Page excerpt —
+ + +

Berra commends Town Attorney Roland Baroni for doing a great job negotiating the agreement, especially a provision that requires Brynwood, if it transfers the property to an entity that is not an affiliate, to immediately pay the Town amounts that otherwise would be deferred. Drawing on his past experience when the agreement was being considered at a recent Town Board meeting, Berra said that there was a potential loophole in the agreement that could allow Brynwood to sell its property to a non-affiliate without making the immediate payment that was intended under the agreement, and the agreement that was ultimately signed reflected Berra’s comment.
Last year, when Berra was on the Town Board, an application for condominiums at Armonk's former lumberyard came before the Board. The project included affordable housing. Berra expressed serious concerns that if approved, the Town would be getting too little back from the developer in exchange for the density bonus and preferential condominium tax treatment that the developer sought. Berra was the only Board member to vote against the proposal. Later, when the Board took another look at the application and it became clear that the rest of the Board would vote again in favor of approving and allowing the condominiums, Berra voiced his opposition and abstained.
Berra believes that the lower tax rates that apply when the Town Board grants a development condominium status is unfair to the vast majority of North Castle taxpayers who pay property taxes at the normal fee simple tax rates, which are approximately double the rates at which condominiums of equivalent value are taxed. But he concedes that there may be some situations with compelling reasons for granting the preferential condominium property taxation. For example, he believes that it’s important to retain seniors and that it could make sense to have an exception for age-restricted housing so that seniors can benefit from lower condominium taxation.
When asked about other issues, Berra says "There's more I want to do to help the Town and to make a difference,” including accelerating the pace, at which the majority of the Town's roads are repaired to approximately three years, which he says should reduce the overall cost of the repair work. He says a detailed, public timetable for roadwork is essential to do a job in the most economically efficient way and to let residents know what to expect.
Another town priority is parking in downtown Armonk. Berra says that when he was on the Board, discussions began to expand the Hergenhan Recreation Center parking lot to add parking for long-term employees, which would free up the existing parking for patrons of shops on Main Street and in Armonk Square.
Berra describes himself as a “fiscal conservative who strongly believes in making capital investments that more than pay for themselves with proven savings. Recent technological advances are increasingly making this possible.” For example, he says there are solar energy companies that will pay the cost of installing solar panels and related equipment on buildings with good exposure to the sun. In return for this roof access, they sell the energy that is generated to the building owner at reduced rates, and this approach could save the town money without the need for any out-of-pocket capital investment. “There’s no capital investment for the Town in this case,” Berra says, “and the Town gets to pay less for its electricity.”
Berra also says that “there’s a whole range of sustainability solutions that could save the Town money in the future.” For example, further down the road, solar energy might even be used to power the energy-hungry computers and other electronic equipment in North Castle police cars, some of which must be parked with their engines running to keep their batteries charged so that a fully booted-up police car is immediately available for an emergency call. Not only would solar energy allow the town to save money on gasoline, it would reduce the destructive wear and tear that results from excessive idling and thereby could reduce maintenance costs for the police car fleet and extend the fleet’s useful life.

+ + +

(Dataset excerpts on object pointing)
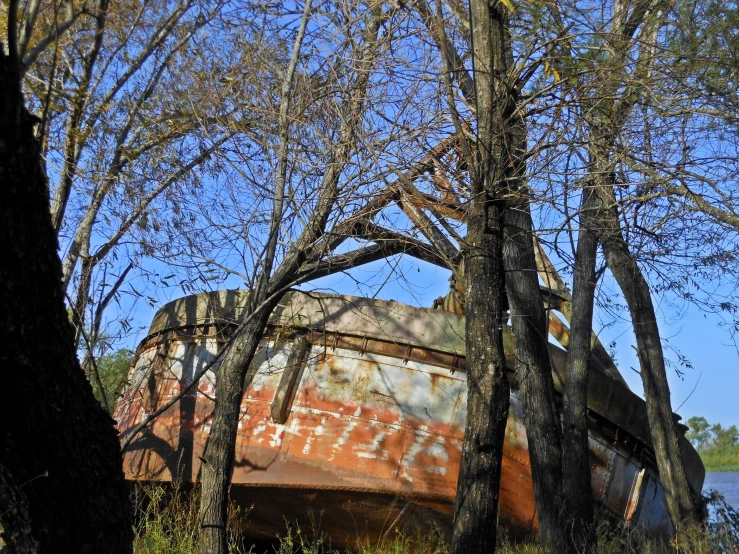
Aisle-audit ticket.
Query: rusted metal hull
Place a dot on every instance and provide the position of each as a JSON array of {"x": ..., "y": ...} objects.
[{"x": 373, "y": 410}]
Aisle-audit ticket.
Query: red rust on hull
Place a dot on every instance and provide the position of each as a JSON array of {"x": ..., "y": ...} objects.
[{"x": 373, "y": 421}]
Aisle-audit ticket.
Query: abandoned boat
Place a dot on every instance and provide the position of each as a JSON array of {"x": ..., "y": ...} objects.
[{"x": 355, "y": 419}]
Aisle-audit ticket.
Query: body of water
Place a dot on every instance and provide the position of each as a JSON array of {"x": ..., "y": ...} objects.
[{"x": 727, "y": 483}]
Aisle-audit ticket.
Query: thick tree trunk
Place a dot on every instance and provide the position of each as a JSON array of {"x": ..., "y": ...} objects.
[
  {"x": 635, "y": 289},
  {"x": 575, "y": 454},
  {"x": 530, "y": 335},
  {"x": 233, "y": 378},
  {"x": 488, "y": 390},
  {"x": 55, "y": 439}
]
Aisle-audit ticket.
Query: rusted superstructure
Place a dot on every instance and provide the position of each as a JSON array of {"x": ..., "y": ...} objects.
[{"x": 357, "y": 414}]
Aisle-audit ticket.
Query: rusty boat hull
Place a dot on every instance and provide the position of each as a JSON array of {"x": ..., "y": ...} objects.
[{"x": 355, "y": 419}]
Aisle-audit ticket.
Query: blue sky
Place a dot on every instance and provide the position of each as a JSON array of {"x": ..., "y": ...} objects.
[{"x": 713, "y": 378}]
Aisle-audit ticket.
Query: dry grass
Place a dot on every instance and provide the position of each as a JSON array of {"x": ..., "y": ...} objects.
[{"x": 167, "y": 523}]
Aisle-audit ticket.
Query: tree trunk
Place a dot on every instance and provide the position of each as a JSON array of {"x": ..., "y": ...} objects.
[
  {"x": 530, "y": 335},
  {"x": 233, "y": 378},
  {"x": 635, "y": 289},
  {"x": 576, "y": 476},
  {"x": 488, "y": 390},
  {"x": 55, "y": 439}
]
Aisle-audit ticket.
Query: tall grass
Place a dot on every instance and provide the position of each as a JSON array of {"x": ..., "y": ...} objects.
[{"x": 167, "y": 523}]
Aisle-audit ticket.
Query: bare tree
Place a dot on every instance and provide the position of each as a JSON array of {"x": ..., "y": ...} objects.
[{"x": 57, "y": 442}]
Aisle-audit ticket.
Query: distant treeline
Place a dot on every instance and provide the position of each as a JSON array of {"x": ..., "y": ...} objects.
[{"x": 718, "y": 447}]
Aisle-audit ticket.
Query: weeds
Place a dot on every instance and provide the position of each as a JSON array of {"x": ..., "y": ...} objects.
[{"x": 167, "y": 523}]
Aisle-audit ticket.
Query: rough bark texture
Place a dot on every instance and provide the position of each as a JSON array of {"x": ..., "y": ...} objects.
[
  {"x": 56, "y": 441},
  {"x": 575, "y": 456},
  {"x": 233, "y": 378},
  {"x": 636, "y": 291},
  {"x": 530, "y": 327},
  {"x": 530, "y": 334},
  {"x": 488, "y": 391}
]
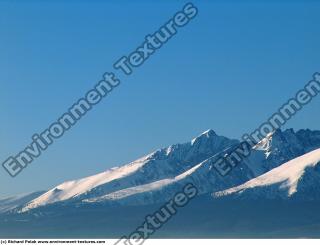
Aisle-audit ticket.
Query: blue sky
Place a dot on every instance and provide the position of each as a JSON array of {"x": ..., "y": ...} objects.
[{"x": 229, "y": 69}]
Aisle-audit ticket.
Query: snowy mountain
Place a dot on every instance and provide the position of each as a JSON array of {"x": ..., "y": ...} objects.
[
  {"x": 10, "y": 203},
  {"x": 298, "y": 178},
  {"x": 160, "y": 165},
  {"x": 157, "y": 176}
]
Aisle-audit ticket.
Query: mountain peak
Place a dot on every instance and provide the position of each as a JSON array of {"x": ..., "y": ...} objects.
[{"x": 205, "y": 135}]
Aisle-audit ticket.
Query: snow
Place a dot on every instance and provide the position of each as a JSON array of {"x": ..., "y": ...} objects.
[
  {"x": 288, "y": 175},
  {"x": 144, "y": 188},
  {"x": 75, "y": 188},
  {"x": 9, "y": 203}
]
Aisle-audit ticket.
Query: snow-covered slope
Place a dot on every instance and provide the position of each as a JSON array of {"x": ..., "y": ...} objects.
[
  {"x": 298, "y": 178},
  {"x": 163, "y": 164},
  {"x": 13, "y": 202},
  {"x": 157, "y": 176}
]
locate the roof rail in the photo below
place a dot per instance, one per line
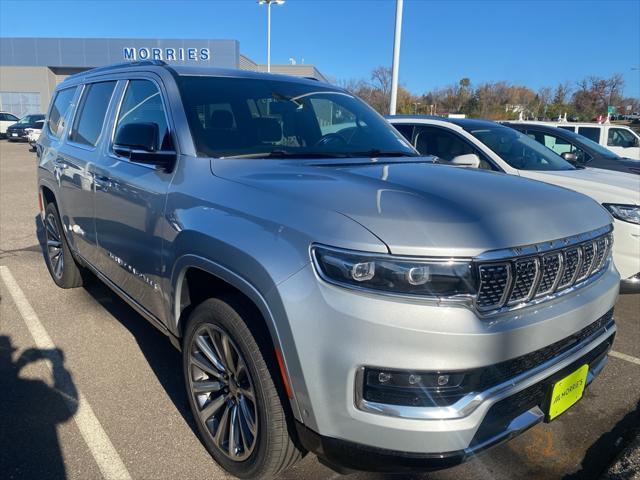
(114, 66)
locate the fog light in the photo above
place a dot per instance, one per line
(363, 271)
(419, 389)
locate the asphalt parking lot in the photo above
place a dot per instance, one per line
(89, 389)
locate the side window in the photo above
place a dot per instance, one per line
(618, 137)
(405, 129)
(592, 133)
(91, 113)
(332, 117)
(443, 144)
(438, 142)
(142, 103)
(59, 110)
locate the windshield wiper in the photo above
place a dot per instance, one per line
(383, 153)
(288, 154)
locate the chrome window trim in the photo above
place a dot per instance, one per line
(116, 117)
(77, 113)
(472, 401)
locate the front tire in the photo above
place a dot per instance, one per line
(62, 266)
(240, 411)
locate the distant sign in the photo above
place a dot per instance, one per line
(167, 54)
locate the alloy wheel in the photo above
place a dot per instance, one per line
(223, 392)
(54, 246)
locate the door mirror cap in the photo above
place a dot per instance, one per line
(572, 158)
(138, 142)
(138, 136)
(468, 160)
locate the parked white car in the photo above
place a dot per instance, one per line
(6, 119)
(620, 139)
(491, 146)
(34, 133)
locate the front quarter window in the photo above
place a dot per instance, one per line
(519, 150)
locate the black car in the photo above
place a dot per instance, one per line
(16, 132)
(576, 148)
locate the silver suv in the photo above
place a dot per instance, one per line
(330, 290)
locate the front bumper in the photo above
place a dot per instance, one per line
(631, 284)
(523, 403)
(337, 332)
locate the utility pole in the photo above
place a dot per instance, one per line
(396, 58)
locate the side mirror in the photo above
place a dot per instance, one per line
(468, 160)
(572, 158)
(138, 142)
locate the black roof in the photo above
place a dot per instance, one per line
(151, 65)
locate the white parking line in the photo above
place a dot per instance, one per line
(105, 455)
(624, 356)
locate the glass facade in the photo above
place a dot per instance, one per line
(20, 103)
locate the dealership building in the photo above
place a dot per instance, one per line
(30, 68)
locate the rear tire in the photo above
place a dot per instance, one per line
(262, 445)
(64, 270)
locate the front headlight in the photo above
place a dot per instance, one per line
(396, 275)
(626, 213)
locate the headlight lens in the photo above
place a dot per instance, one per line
(395, 274)
(626, 213)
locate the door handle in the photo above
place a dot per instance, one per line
(102, 182)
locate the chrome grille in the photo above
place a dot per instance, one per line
(541, 270)
(587, 260)
(526, 272)
(571, 261)
(551, 264)
(494, 283)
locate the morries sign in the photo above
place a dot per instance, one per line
(167, 54)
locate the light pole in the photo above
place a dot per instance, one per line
(396, 58)
(269, 2)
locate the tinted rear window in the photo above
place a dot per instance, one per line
(91, 113)
(59, 110)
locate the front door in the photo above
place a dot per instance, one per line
(623, 142)
(130, 200)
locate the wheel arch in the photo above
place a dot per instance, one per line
(190, 268)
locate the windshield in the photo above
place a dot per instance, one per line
(257, 118)
(518, 150)
(29, 119)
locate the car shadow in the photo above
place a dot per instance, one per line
(30, 411)
(608, 446)
(165, 361)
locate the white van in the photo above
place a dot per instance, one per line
(617, 138)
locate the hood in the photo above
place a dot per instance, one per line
(419, 208)
(604, 186)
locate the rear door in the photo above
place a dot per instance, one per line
(130, 199)
(73, 161)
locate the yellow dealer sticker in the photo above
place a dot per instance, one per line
(568, 391)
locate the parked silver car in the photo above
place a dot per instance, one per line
(331, 291)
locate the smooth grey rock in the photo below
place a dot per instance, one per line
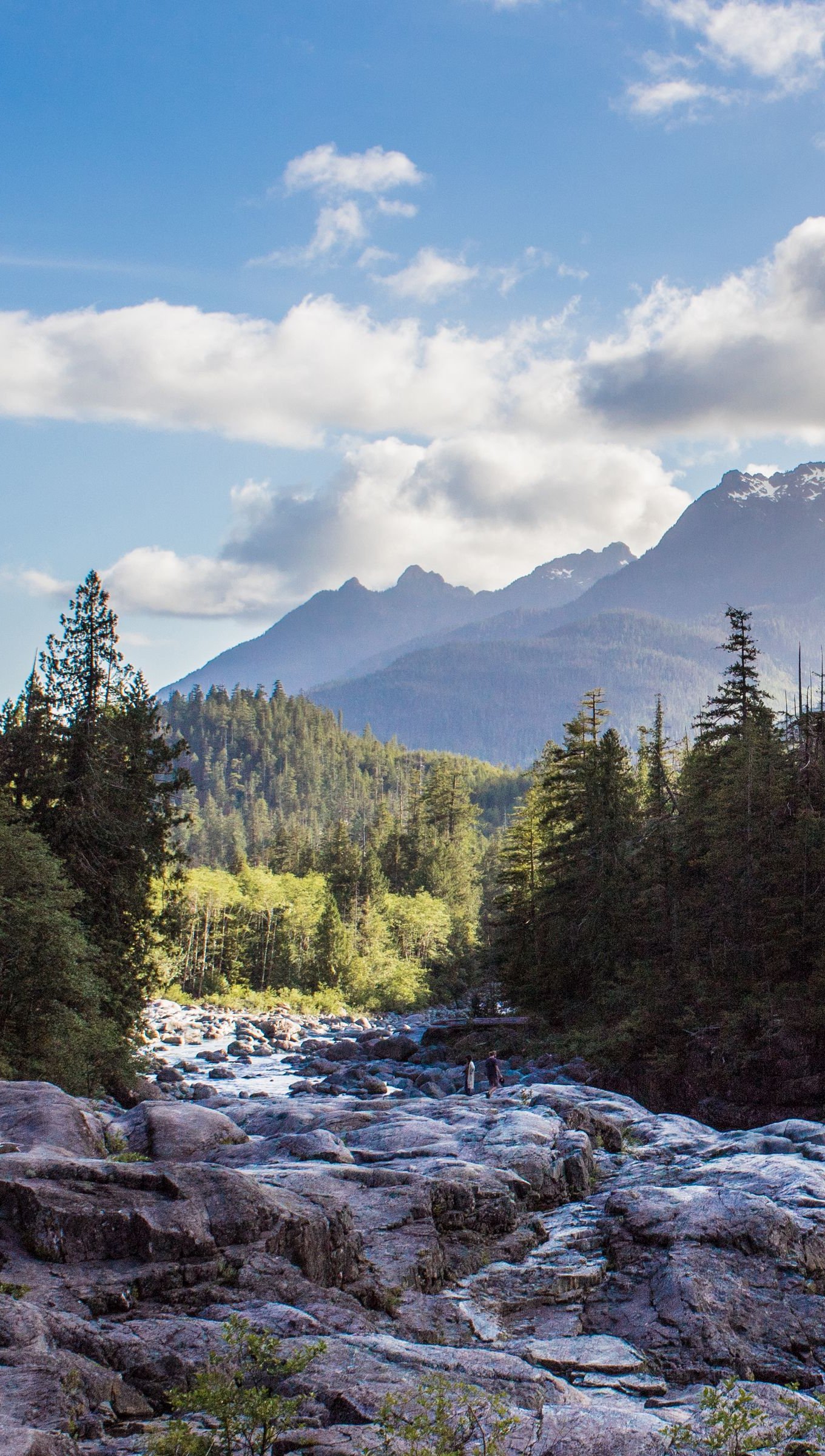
(316, 1145)
(585, 1353)
(37, 1114)
(177, 1132)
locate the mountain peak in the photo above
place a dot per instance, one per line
(805, 482)
(415, 579)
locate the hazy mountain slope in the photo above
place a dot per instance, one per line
(751, 542)
(502, 699)
(334, 632)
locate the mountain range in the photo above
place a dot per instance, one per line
(497, 673)
(341, 634)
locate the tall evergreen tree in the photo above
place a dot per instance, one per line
(89, 758)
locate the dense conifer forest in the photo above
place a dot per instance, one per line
(649, 908)
(674, 900)
(329, 864)
(90, 790)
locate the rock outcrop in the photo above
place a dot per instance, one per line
(559, 1245)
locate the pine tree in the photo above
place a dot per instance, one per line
(50, 996)
(89, 758)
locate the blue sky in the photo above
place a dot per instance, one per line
(308, 290)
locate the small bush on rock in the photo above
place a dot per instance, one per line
(734, 1423)
(236, 1389)
(181, 1440)
(444, 1418)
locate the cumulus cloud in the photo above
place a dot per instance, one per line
(495, 503)
(661, 98)
(323, 368)
(779, 42)
(393, 207)
(741, 357)
(337, 229)
(429, 275)
(492, 452)
(326, 169)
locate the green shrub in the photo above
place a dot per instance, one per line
(444, 1418)
(732, 1423)
(236, 1389)
(181, 1440)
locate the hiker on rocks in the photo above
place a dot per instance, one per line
(494, 1071)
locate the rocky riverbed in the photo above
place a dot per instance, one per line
(557, 1244)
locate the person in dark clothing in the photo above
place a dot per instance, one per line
(494, 1071)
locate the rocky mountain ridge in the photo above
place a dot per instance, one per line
(335, 632)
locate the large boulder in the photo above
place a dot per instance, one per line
(37, 1114)
(177, 1132)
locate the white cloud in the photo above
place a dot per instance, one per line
(342, 223)
(325, 169)
(429, 275)
(741, 357)
(337, 226)
(494, 503)
(396, 209)
(153, 580)
(323, 368)
(337, 229)
(761, 470)
(773, 41)
(659, 98)
(523, 446)
(41, 583)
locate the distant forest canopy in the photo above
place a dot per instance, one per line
(331, 864)
(272, 774)
(664, 912)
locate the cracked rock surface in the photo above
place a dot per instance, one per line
(559, 1245)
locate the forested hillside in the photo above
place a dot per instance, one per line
(665, 912)
(271, 774)
(505, 698)
(331, 864)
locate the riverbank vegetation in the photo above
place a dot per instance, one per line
(89, 804)
(668, 906)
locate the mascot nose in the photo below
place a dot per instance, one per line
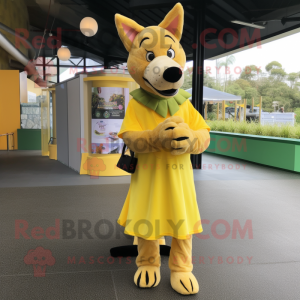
(172, 74)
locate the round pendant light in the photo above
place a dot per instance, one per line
(88, 26)
(64, 53)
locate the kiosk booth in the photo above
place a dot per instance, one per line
(90, 109)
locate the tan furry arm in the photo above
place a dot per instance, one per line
(154, 140)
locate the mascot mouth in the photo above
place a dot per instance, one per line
(166, 93)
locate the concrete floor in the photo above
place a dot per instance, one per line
(261, 265)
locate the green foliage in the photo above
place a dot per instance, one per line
(275, 85)
(250, 72)
(284, 131)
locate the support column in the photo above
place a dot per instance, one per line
(106, 63)
(198, 66)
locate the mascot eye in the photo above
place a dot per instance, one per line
(171, 53)
(150, 56)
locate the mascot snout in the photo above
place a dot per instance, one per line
(164, 76)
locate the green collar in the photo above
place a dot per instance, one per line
(160, 104)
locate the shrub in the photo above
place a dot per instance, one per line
(253, 128)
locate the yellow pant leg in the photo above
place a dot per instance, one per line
(148, 262)
(180, 264)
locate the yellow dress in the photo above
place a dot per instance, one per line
(161, 200)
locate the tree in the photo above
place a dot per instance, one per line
(275, 70)
(229, 60)
(188, 79)
(293, 79)
(250, 72)
(243, 83)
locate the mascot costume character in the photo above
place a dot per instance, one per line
(163, 128)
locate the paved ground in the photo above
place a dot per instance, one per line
(264, 264)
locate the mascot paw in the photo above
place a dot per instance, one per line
(147, 276)
(184, 283)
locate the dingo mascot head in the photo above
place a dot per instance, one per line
(156, 58)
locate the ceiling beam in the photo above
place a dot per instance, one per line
(146, 4)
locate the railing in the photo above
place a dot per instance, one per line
(7, 137)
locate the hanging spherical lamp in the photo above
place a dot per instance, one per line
(64, 53)
(88, 26)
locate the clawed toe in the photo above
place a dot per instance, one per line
(147, 276)
(184, 283)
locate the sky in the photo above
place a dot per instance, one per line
(285, 50)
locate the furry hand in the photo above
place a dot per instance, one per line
(186, 140)
(155, 140)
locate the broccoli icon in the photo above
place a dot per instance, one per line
(40, 258)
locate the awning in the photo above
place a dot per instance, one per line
(215, 95)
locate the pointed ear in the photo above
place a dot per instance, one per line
(173, 21)
(127, 30)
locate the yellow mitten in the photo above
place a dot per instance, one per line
(183, 280)
(148, 262)
(152, 140)
(186, 140)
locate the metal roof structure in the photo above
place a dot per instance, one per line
(221, 36)
(215, 95)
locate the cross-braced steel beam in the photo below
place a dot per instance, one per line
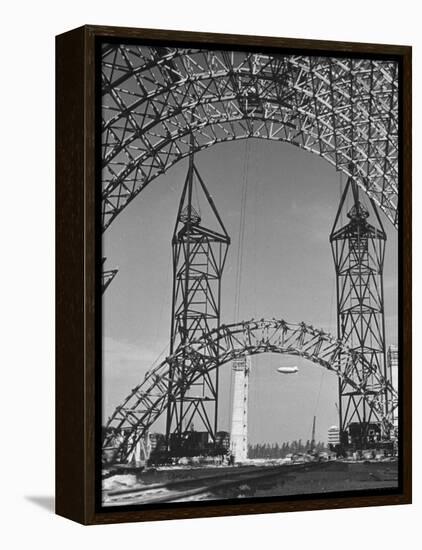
(155, 99)
(200, 243)
(358, 248)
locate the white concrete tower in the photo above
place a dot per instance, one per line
(239, 429)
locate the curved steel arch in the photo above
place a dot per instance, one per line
(154, 99)
(149, 400)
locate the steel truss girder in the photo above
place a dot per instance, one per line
(199, 254)
(154, 99)
(149, 400)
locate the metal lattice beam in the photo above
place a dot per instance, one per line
(199, 254)
(358, 248)
(155, 99)
(148, 401)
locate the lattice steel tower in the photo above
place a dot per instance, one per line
(200, 244)
(358, 250)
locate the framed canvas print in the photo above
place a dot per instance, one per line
(233, 275)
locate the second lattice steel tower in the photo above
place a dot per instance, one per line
(200, 244)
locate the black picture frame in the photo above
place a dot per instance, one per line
(78, 257)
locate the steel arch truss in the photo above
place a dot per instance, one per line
(155, 99)
(130, 421)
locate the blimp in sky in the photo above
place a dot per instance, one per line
(287, 370)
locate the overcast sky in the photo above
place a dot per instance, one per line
(288, 273)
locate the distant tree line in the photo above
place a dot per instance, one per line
(274, 450)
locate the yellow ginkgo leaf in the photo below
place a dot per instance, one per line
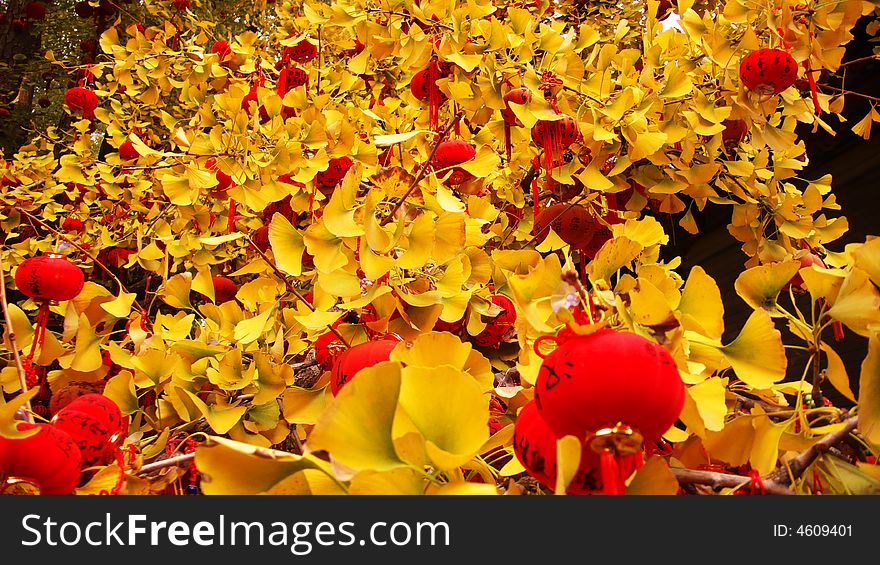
(231, 467)
(437, 349)
(449, 409)
(760, 286)
(355, 428)
(757, 355)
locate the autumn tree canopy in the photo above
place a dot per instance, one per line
(362, 236)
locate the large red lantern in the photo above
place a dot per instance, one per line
(615, 389)
(349, 362)
(50, 460)
(534, 445)
(49, 277)
(497, 327)
(768, 71)
(335, 171)
(573, 224)
(82, 100)
(454, 152)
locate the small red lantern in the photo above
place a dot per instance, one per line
(261, 238)
(500, 325)
(349, 362)
(335, 171)
(301, 52)
(92, 437)
(614, 389)
(224, 289)
(49, 277)
(768, 71)
(573, 224)
(82, 100)
(72, 225)
(127, 151)
(534, 445)
(224, 181)
(50, 460)
(222, 49)
(451, 153)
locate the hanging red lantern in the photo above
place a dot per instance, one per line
(49, 277)
(225, 289)
(50, 460)
(91, 436)
(301, 52)
(572, 223)
(82, 100)
(335, 171)
(424, 87)
(616, 390)
(222, 49)
(101, 408)
(127, 151)
(349, 362)
(497, 327)
(768, 71)
(534, 445)
(454, 152)
(224, 181)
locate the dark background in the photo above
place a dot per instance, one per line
(854, 165)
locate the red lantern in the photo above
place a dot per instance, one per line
(127, 151)
(261, 238)
(49, 277)
(82, 100)
(424, 87)
(498, 326)
(50, 460)
(301, 52)
(616, 390)
(224, 289)
(101, 408)
(224, 181)
(72, 225)
(451, 153)
(573, 224)
(768, 71)
(92, 437)
(335, 171)
(534, 444)
(290, 78)
(221, 48)
(349, 362)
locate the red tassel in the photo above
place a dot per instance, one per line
(610, 469)
(433, 94)
(814, 93)
(230, 222)
(838, 331)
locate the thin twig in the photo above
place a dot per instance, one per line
(280, 274)
(421, 174)
(170, 462)
(22, 377)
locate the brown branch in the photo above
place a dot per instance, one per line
(291, 288)
(421, 174)
(778, 482)
(796, 467)
(22, 376)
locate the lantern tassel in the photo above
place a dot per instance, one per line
(230, 222)
(814, 93)
(612, 483)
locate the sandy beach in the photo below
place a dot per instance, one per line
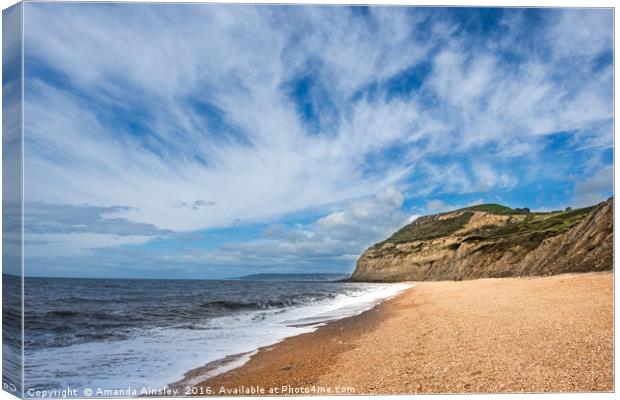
(538, 334)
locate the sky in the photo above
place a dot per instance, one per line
(213, 141)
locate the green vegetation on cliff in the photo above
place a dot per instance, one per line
(492, 241)
(522, 221)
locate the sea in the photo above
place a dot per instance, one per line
(115, 333)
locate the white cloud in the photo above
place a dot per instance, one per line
(259, 162)
(595, 188)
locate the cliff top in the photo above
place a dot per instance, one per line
(488, 222)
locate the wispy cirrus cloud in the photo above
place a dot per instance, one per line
(196, 117)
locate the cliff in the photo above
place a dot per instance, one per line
(491, 240)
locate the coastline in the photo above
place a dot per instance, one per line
(531, 334)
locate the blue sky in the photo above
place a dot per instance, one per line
(209, 141)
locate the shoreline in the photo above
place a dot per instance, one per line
(197, 376)
(528, 334)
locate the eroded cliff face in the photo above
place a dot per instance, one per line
(493, 241)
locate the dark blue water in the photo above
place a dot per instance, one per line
(115, 333)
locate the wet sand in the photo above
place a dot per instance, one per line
(539, 334)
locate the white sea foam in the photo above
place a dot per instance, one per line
(157, 357)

+ + +

Tasks to complete —
**a.** What benefits does the Berra article say solar power for police cars could bring? List all of them.
**b.** Answer these questions from the Berra article:
(i) Who negotiated the agreement with Brynwood?
(ii) How do the normal fee simple tax rates compare with the rates for condominiums of equivalent value?
(iii) Which parking lot did discussions begin to expand?
**c.** Echo the passage of the Berra article that begins at the words "Last year, when" and ends after "opposition and abstained.".
The entries are separate material and have no connection to the Berra article.

Task results —
**a.**
- Saving money on gasoline
- Reducing the destructive wear and tear that results from excessive idling
- Reducing maintenance costs for the police car fleet
- Extending the fleet's useful life

**b.**
(i) Town Attorney Roland Baroni
(ii) They are approximately double the condominium rates.
(iii) The Hergenhan Recreation Center parking lot

**c.**
Last year, when Berra was on the Town Board, an application for condominiums at Armonk's former lumberyard came before the Board. The project included affordable housing. Berra expressed serious concerns that if approved, the Town would be getting too little back from the developer in exchange for the density bonus and preferential condominium tax treatment that the developer sought. Berra was the only Board member to vote against the proposal. Later, when the Board took another look at the application and it became clear that the rest of the Board would vote again in favor of approving and allowing the condominiums, Berra voiced his opposition and abstained.